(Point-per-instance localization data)
- - - - - - -
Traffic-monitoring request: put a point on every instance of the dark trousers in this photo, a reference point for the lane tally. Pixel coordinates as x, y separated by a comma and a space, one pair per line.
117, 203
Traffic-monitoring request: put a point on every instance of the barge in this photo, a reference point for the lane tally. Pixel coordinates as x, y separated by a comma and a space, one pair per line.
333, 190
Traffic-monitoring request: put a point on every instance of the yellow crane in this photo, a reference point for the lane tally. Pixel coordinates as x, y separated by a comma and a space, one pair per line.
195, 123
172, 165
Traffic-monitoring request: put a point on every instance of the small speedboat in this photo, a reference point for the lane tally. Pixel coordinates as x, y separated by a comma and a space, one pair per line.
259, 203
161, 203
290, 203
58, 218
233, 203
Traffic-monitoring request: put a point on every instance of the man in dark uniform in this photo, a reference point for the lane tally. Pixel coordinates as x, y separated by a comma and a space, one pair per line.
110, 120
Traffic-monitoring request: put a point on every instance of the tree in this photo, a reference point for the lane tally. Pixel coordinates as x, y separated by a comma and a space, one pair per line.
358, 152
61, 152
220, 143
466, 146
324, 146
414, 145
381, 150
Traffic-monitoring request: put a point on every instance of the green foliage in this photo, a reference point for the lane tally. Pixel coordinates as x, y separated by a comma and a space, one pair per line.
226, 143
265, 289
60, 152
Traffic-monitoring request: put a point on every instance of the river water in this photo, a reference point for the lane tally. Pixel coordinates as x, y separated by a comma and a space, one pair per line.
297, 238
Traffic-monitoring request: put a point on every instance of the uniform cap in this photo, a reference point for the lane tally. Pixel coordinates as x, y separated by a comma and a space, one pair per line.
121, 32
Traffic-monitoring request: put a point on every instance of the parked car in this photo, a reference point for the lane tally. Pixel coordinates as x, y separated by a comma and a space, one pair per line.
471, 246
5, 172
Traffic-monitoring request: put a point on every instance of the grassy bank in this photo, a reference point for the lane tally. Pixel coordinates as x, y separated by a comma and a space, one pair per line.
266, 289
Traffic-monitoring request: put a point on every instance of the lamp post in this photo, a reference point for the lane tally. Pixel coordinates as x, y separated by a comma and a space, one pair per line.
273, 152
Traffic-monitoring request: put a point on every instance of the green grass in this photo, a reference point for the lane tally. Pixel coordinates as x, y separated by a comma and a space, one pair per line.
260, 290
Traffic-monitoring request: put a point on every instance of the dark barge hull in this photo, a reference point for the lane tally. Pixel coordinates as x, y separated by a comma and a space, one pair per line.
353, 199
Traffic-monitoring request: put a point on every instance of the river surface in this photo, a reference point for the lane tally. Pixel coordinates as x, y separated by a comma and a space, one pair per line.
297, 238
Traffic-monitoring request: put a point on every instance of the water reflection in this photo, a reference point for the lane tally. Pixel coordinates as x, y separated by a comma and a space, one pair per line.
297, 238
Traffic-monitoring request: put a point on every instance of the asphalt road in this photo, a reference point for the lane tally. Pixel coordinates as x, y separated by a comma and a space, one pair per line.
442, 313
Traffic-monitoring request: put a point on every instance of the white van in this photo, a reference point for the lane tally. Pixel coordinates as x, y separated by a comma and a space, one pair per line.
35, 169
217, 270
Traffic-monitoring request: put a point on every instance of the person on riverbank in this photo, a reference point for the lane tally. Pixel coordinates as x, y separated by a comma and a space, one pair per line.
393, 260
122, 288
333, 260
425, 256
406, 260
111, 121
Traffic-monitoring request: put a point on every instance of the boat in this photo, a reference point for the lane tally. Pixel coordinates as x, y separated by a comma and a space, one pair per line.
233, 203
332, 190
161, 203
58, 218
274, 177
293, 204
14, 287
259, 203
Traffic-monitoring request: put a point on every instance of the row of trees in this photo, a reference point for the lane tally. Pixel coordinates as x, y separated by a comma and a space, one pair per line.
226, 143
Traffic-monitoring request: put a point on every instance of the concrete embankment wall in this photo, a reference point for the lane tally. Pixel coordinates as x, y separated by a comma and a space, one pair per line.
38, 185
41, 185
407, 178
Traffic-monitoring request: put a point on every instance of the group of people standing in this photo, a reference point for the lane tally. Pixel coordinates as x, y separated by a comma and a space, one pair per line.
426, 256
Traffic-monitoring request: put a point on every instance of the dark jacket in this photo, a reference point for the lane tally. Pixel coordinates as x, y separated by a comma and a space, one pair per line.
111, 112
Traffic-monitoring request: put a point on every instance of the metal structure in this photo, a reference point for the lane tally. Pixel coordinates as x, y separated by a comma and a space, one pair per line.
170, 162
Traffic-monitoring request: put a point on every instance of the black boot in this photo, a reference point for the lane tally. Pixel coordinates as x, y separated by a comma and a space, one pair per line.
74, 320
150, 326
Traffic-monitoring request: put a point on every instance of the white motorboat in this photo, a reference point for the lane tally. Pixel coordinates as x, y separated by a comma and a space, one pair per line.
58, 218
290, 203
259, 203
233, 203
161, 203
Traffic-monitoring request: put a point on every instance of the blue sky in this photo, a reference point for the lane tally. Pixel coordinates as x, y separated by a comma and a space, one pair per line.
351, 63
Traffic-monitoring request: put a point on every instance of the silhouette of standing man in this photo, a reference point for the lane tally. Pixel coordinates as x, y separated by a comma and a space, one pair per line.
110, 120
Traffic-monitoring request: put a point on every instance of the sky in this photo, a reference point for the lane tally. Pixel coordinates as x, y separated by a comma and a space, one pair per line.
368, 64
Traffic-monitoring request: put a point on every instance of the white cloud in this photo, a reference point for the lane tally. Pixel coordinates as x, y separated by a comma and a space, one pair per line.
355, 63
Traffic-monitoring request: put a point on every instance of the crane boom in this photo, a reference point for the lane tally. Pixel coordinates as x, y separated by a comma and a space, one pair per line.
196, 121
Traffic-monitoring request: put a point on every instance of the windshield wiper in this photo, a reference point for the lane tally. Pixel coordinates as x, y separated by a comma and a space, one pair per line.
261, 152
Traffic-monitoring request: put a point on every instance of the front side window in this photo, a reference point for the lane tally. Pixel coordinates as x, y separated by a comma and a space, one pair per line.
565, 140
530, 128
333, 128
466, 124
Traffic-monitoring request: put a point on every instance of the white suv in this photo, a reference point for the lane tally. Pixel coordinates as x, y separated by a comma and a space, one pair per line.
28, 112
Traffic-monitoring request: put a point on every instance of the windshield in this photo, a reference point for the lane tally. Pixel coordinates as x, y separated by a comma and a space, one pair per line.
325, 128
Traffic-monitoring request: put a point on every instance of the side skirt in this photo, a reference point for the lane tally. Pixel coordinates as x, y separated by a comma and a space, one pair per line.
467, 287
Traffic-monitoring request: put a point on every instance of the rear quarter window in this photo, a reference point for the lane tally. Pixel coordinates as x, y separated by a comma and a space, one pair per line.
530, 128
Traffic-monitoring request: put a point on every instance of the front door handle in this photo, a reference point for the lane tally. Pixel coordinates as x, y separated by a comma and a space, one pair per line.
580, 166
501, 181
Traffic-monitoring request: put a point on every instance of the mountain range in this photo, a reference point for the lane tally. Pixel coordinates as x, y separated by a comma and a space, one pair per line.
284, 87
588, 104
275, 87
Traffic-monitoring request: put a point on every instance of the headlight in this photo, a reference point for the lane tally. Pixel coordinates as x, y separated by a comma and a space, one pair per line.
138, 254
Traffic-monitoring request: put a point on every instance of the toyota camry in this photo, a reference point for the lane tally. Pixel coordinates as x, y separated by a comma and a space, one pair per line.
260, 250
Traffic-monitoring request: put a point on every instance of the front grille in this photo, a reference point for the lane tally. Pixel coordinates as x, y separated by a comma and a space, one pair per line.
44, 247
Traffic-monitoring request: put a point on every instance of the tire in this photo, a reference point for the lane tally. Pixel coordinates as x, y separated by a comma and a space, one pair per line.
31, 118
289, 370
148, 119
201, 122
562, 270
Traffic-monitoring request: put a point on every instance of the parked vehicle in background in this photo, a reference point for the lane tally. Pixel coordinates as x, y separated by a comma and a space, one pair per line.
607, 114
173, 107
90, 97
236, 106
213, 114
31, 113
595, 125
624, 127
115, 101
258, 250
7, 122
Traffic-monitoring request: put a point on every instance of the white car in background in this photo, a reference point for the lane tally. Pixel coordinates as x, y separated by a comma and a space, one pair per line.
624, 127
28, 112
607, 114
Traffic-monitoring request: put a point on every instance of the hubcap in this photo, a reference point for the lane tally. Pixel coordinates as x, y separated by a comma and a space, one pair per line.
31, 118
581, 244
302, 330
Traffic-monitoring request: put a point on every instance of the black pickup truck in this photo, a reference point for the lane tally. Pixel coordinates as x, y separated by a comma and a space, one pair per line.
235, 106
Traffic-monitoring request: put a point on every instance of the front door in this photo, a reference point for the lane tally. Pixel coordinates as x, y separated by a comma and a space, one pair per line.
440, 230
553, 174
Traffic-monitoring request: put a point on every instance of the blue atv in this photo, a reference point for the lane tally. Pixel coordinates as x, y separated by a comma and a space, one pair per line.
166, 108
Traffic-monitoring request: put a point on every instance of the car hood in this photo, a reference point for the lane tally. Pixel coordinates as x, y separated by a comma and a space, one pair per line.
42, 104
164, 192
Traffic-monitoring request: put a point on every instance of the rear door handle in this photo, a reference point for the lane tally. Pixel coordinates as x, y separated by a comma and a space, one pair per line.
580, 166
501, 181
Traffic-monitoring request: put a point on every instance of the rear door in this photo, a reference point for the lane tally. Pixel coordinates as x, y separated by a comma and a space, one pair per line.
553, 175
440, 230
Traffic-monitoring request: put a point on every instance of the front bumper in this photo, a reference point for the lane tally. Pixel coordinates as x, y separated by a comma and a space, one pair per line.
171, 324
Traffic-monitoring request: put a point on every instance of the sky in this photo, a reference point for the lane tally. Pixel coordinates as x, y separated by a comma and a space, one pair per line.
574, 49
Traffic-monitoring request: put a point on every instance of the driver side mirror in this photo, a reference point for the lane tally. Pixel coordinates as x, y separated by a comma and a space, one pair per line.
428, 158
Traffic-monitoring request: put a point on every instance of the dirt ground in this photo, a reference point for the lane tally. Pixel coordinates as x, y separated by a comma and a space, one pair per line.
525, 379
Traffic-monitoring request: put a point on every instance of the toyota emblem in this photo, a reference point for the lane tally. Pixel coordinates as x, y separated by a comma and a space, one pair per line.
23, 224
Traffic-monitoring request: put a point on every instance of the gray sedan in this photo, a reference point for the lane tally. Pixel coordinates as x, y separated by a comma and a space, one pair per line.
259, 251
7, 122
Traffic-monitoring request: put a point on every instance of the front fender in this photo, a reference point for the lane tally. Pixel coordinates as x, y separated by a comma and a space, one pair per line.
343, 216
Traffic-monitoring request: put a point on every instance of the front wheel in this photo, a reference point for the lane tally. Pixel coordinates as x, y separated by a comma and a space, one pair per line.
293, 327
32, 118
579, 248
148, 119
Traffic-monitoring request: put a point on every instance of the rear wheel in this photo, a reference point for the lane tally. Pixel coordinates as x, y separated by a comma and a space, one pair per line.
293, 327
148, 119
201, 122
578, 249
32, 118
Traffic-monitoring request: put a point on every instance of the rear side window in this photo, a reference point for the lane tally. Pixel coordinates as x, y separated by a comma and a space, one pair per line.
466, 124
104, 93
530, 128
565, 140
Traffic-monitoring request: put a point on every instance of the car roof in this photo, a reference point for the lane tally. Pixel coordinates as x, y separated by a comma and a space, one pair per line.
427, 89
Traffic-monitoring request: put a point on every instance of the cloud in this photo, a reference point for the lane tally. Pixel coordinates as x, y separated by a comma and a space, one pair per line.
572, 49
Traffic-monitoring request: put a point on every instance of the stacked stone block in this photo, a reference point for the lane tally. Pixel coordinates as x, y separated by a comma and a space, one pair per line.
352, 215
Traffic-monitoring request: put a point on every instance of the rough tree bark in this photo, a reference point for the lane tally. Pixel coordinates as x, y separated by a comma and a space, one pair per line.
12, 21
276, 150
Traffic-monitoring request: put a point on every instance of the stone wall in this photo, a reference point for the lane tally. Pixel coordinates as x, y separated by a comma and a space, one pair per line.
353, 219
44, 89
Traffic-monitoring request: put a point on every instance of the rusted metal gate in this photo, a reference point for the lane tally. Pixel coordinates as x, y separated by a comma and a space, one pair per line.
- - - - - - -
Set down only the lines running from the line with "the rear wheel" to the end of the entries above, both included, exactly as they stand.

• WORKED SOLUTION:
Traffic-monitoring request: put a point on every instance of the rear wheel in this photo, a reference point for the lane tally. Pixel coordinates as x, y separated by a comma and a space, one pair per line.
293, 327
148, 119
201, 122
578, 249
32, 118
Traffic-monitoring request: put a point on every instance of the rear side window in this photo, a reference point for the lane tally. Pixel coordinates as x, y separated by a comma and a space, one pair per line.
466, 124
104, 93
530, 128
565, 140
Traffic-monitoring request: put a point on every instance of the car roof in this photo, a reference point for the lane tally. Pixel coordinates as x, y separated by a comma and a space, one pair per line.
427, 89
Traffic-monitoring request: put a point on every instance of the cloud in this photo, a reference point for the lane tally. Pixel coordinates as x, y separated by a comma and a space, one pair per line.
572, 49
Traffic-monitoring request: put a point on every instance of the stacked stone block in this photo, a reference point for the lane tally. Pixel coordinates as x, y separated by a comma and a space, one pair per line.
352, 215
Traffic-monitoring request: put a point on every instance of the rough tree bark in this photo, a reference point for the lane tally. Pixel coordinates as x, y separated by a comma and a space, one pair per line.
12, 21
276, 150
Traffic-monitoring request: put a point on every instance of the stone wall in this photo, a reference point for the lane tally. Pixel coordinates as x, y separated by a comma and a space, one pair per line.
353, 219
44, 89
Traffic-monitoring request: put a point on every instance of the rusted metal gate in this photo, a reference point for the lane tally. Pixel coordinates as x, y separated by a comma and a space, one pair per line.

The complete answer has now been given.